- _Goal of the exercise_: Repeat only part of the entries. Start at the line that has "Please locate the white framed" and keep going through the last line, exactly as given.

- _Records_:
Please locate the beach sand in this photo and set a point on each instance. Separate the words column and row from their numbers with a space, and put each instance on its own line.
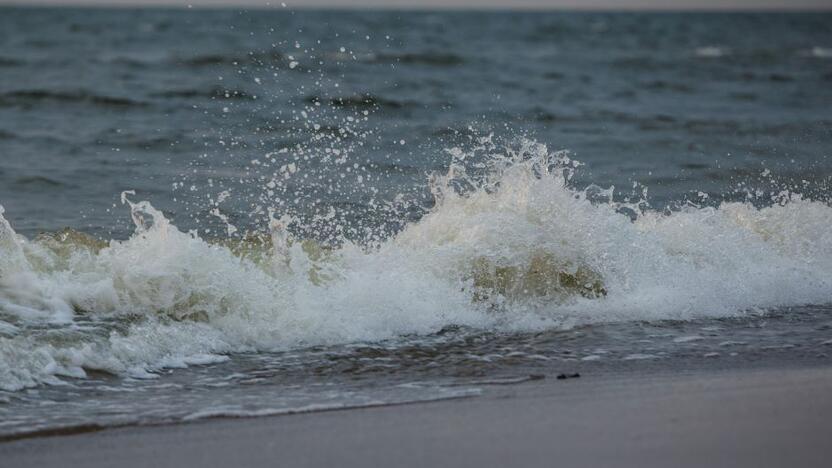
column 751, row 417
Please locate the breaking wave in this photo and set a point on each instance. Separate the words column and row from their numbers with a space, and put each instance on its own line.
column 512, row 247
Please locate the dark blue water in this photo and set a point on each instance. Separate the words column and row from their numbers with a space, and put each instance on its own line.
column 93, row 102
column 338, row 120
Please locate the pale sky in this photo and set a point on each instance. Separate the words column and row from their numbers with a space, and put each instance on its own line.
column 572, row 4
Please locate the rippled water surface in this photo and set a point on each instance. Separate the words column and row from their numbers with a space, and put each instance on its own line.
column 225, row 213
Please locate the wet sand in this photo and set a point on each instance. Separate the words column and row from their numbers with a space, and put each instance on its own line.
column 755, row 418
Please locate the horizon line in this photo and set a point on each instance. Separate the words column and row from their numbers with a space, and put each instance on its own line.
column 494, row 8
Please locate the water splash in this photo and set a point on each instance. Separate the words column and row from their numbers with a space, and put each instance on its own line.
column 510, row 244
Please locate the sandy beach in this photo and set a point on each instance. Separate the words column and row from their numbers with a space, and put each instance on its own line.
column 754, row 418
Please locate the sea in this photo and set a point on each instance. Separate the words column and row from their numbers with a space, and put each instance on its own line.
column 228, row 213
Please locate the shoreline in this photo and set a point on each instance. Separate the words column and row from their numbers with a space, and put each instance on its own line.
column 769, row 416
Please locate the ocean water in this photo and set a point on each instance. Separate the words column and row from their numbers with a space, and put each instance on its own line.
column 229, row 213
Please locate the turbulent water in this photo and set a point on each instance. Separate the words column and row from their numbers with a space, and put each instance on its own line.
column 240, row 213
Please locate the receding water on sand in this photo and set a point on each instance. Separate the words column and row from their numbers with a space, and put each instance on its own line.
column 316, row 219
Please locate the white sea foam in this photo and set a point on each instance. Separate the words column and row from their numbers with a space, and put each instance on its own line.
column 180, row 300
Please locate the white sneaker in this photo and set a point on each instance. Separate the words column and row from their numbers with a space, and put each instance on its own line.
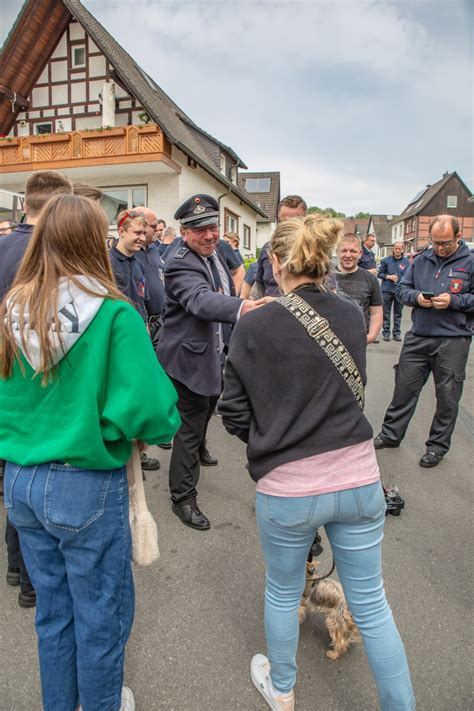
column 128, row 702
column 260, row 673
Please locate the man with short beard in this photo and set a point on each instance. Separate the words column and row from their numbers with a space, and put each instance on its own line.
column 391, row 270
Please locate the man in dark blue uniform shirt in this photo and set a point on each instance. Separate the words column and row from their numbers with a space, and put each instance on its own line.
column 391, row 270
column 200, row 307
column 128, row 272
column 439, row 285
column 153, row 269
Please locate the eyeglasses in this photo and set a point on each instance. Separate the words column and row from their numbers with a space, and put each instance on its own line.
column 133, row 214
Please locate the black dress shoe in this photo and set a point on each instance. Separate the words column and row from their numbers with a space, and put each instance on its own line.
column 381, row 442
column 206, row 459
column 13, row 576
column 27, row 599
column 149, row 463
column 191, row 516
column 430, row 459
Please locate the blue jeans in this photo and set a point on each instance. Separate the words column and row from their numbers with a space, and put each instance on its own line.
column 75, row 538
column 354, row 521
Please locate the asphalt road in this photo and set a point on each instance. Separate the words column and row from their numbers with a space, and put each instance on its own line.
column 199, row 609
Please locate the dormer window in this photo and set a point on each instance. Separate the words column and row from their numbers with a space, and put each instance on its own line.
column 78, row 57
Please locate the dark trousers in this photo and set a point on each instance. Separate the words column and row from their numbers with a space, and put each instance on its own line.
column 15, row 558
column 389, row 298
column 446, row 359
column 184, row 465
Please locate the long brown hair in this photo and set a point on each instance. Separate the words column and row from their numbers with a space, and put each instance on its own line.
column 67, row 241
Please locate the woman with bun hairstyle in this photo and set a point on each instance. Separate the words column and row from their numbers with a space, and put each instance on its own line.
column 79, row 382
column 311, row 455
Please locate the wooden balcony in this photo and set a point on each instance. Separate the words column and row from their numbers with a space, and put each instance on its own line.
column 107, row 146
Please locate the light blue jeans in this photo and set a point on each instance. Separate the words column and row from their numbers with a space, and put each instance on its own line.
column 75, row 539
column 353, row 520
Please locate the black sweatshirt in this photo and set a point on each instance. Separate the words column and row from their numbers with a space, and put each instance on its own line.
column 282, row 394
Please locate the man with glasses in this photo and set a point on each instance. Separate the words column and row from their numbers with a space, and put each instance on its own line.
column 439, row 286
column 201, row 307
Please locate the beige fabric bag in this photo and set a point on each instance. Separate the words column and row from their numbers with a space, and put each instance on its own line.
column 144, row 531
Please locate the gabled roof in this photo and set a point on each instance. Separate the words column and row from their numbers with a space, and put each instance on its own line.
column 425, row 196
column 268, row 201
column 176, row 125
column 356, row 226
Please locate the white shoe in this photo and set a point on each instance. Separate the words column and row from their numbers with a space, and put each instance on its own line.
column 260, row 673
column 128, row 702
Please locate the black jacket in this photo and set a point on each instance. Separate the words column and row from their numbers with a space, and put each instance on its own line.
column 282, row 395
column 453, row 275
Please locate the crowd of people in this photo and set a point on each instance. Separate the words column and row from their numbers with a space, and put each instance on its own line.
column 78, row 307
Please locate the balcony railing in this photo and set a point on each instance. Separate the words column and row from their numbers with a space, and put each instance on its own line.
column 123, row 144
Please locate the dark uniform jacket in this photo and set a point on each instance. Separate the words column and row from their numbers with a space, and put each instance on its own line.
column 12, row 249
column 390, row 265
column 455, row 276
column 189, row 346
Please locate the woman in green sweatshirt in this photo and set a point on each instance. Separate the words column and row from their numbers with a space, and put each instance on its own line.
column 79, row 383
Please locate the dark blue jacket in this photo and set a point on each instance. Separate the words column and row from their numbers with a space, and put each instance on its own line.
column 153, row 268
column 367, row 259
column 388, row 266
column 189, row 346
column 453, row 275
column 12, row 249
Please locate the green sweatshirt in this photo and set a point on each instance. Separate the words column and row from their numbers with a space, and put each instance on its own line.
column 109, row 390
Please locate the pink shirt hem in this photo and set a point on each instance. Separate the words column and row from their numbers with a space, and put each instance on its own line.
column 340, row 469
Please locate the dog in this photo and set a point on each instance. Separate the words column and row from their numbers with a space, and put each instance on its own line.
column 327, row 596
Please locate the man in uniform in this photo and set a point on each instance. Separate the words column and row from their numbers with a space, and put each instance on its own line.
column 439, row 285
column 153, row 269
column 200, row 307
column 265, row 284
column 367, row 257
column 391, row 270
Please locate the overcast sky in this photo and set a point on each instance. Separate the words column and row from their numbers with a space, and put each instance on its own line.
column 358, row 103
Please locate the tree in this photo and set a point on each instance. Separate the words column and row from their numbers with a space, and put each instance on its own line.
column 328, row 211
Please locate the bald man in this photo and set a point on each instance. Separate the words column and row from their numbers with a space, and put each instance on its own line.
column 391, row 270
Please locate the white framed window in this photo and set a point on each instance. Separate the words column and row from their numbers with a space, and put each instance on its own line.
column 78, row 56
column 44, row 127
column 231, row 221
column 247, row 237
column 122, row 197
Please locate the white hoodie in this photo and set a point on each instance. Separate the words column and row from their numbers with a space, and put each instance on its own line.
column 76, row 310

- _Problem solution_:
Please locate the white framed window in this photo and set a point on each instance. Separate the words column and row from their numbers with a space, and put each instance on its own line.
column 78, row 56
column 44, row 127
column 231, row 221
column 247, row 237
column 122, row 197
Please locate the white hoodie in this photo and set a point on each instance. Separate the words column and row from their numbers with a space, and put each instance on its own line.
column 76, row 310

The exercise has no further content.